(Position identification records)
━━━
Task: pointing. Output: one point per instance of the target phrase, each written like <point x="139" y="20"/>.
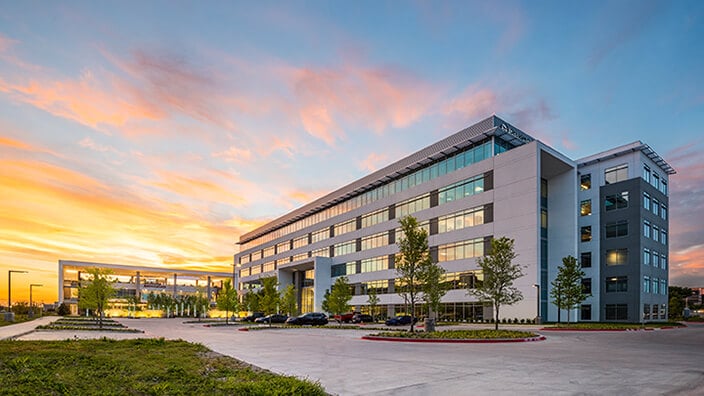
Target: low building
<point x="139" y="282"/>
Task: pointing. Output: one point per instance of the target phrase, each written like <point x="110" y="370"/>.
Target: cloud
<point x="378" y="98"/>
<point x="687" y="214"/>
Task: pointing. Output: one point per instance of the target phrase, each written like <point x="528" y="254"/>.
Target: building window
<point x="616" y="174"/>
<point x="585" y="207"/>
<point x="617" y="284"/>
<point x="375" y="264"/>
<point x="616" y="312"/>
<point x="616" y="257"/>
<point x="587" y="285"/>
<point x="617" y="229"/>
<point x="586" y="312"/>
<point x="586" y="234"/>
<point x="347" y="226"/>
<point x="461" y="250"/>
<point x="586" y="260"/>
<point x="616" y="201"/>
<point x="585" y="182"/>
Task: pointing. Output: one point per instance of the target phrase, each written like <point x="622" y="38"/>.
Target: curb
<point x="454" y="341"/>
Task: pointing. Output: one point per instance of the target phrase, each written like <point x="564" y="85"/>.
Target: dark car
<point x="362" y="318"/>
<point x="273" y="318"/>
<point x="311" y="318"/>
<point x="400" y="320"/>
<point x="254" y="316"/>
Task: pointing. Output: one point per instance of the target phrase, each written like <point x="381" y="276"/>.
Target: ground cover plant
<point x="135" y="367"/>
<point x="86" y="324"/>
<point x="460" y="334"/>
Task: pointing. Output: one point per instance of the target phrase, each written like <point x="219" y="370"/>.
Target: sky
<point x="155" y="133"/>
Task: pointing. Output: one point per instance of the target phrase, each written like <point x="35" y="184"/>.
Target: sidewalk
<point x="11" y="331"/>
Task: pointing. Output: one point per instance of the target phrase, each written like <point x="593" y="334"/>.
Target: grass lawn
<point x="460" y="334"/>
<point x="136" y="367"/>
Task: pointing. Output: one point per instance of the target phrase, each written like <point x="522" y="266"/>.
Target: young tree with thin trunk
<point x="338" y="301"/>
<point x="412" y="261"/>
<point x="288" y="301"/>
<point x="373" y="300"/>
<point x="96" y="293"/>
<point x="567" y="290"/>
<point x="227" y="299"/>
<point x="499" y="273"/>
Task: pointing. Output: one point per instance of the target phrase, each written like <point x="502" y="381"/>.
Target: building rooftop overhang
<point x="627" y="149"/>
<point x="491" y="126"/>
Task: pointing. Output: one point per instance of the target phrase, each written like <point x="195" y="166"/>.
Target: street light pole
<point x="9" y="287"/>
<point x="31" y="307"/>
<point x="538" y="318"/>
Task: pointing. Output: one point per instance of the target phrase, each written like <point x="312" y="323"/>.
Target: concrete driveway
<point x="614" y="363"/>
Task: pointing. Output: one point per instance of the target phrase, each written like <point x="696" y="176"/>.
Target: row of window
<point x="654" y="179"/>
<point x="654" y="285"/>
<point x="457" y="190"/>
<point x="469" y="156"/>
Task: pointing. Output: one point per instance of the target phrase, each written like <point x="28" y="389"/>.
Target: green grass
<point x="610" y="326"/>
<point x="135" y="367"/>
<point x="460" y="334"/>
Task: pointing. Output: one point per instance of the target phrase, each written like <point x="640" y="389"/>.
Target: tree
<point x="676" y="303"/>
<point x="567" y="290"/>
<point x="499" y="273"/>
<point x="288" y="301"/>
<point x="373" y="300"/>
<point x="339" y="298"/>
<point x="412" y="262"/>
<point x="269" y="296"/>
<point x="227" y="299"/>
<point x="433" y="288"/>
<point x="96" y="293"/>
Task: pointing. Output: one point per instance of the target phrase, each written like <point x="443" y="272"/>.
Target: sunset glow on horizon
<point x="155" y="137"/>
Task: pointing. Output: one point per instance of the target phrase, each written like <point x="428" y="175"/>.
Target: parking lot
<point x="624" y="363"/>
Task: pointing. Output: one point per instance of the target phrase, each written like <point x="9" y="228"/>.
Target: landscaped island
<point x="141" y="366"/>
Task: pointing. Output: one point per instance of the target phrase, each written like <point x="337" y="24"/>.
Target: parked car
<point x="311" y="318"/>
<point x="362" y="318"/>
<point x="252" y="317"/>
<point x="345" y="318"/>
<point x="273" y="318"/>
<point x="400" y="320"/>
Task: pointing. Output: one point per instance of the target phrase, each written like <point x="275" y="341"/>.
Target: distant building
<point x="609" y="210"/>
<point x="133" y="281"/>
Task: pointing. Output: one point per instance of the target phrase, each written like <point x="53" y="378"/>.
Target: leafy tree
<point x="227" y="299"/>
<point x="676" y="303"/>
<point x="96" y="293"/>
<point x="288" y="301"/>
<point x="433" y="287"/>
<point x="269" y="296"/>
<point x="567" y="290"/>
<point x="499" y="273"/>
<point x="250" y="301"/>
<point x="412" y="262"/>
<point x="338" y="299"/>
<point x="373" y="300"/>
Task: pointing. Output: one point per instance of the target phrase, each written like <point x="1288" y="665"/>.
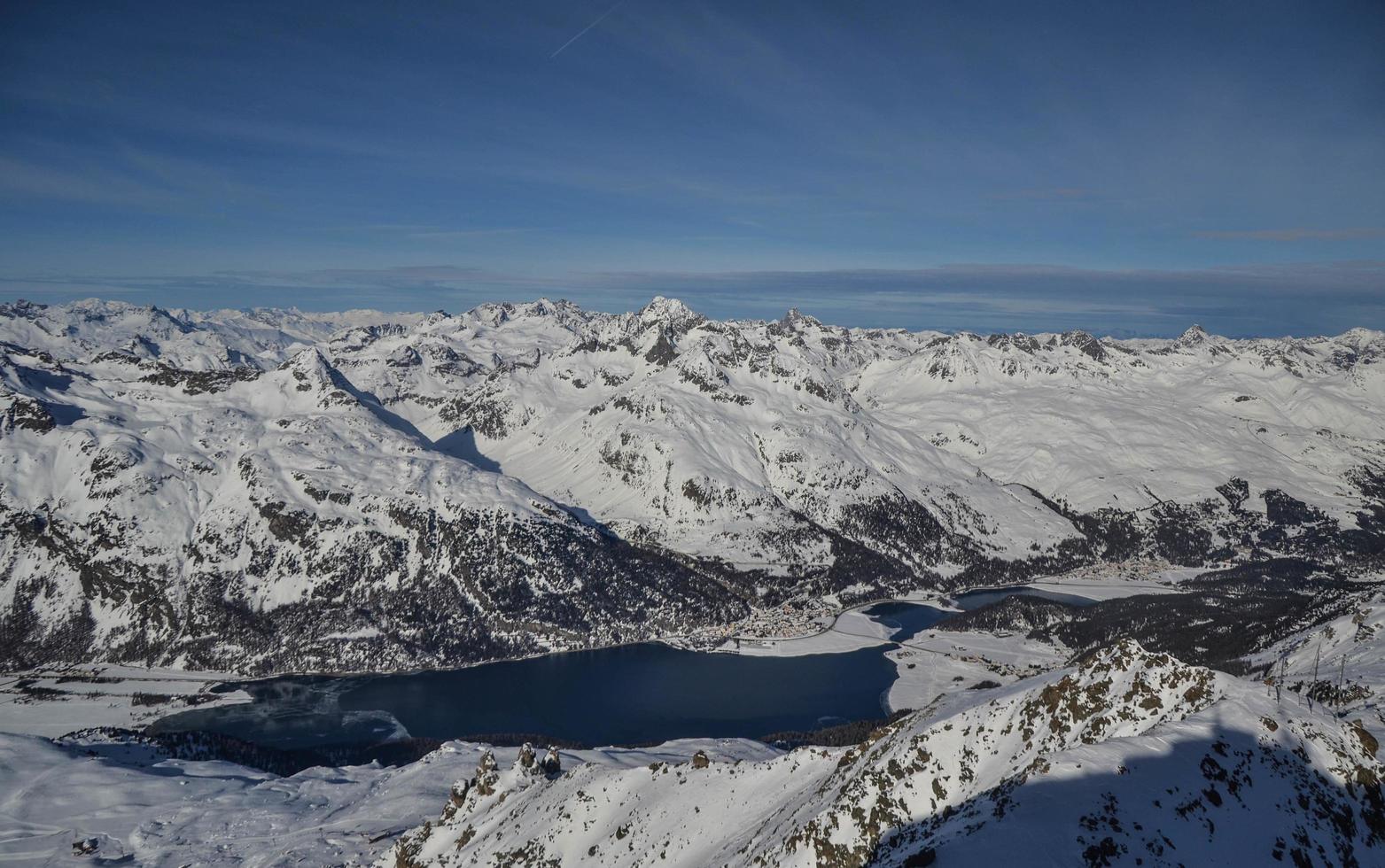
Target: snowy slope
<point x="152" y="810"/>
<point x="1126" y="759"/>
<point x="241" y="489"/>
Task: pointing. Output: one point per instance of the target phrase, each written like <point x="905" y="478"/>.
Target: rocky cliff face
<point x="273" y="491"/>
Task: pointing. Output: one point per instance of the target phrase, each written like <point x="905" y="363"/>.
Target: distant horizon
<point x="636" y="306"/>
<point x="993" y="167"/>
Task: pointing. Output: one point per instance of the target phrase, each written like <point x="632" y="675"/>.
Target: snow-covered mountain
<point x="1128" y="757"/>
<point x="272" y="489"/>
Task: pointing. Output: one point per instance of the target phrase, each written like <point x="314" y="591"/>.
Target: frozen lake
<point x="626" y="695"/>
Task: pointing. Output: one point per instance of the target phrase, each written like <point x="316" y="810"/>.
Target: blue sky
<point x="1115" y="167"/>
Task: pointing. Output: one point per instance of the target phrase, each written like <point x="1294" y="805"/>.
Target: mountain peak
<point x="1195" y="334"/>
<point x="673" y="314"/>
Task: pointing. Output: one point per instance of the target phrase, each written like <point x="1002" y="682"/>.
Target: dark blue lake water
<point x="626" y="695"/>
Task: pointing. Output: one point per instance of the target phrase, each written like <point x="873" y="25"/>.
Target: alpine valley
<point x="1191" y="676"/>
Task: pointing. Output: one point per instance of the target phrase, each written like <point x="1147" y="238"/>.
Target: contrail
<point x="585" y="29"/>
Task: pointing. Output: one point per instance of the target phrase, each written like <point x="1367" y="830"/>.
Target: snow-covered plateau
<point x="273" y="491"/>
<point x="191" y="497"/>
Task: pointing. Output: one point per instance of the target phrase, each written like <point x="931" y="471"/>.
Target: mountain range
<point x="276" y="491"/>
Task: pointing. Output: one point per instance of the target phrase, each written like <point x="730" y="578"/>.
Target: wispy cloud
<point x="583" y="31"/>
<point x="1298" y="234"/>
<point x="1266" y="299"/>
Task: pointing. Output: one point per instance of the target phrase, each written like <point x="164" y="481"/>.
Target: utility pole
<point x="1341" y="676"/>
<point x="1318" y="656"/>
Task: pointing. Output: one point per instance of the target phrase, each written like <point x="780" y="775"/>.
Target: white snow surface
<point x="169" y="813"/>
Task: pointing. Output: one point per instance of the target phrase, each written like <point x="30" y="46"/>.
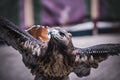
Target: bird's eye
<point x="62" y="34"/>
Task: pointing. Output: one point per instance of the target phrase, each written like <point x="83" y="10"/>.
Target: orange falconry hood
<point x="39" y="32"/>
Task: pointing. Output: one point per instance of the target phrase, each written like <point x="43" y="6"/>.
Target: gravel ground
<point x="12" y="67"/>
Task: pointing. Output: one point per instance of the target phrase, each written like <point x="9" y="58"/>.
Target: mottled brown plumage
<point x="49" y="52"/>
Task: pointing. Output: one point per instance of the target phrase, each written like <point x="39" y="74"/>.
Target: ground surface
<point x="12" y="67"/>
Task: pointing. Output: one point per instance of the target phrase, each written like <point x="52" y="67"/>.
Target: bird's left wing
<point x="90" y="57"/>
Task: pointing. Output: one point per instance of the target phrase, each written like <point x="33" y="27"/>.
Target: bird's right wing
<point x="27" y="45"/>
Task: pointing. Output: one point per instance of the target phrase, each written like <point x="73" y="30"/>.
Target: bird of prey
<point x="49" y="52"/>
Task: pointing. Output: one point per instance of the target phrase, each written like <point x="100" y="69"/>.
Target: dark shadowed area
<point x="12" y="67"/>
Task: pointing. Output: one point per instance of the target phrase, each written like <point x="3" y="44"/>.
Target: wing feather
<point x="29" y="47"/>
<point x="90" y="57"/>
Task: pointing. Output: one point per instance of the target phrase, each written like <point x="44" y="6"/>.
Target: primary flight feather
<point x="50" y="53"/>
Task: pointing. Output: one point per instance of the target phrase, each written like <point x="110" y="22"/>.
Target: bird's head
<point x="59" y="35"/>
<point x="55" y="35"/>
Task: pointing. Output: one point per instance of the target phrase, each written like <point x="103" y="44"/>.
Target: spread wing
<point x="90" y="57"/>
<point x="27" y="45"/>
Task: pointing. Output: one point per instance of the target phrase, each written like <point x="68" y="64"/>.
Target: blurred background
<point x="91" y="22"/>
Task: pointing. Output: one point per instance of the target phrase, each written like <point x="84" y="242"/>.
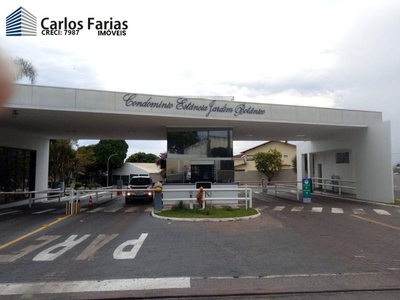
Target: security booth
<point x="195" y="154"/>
━━━
--- The problem ---
Report each line above that contains the word "mountain". Copy every such line in full.

--- Result ---
Target: snow-covered mountain
Target: mountain peak
Target: mountain range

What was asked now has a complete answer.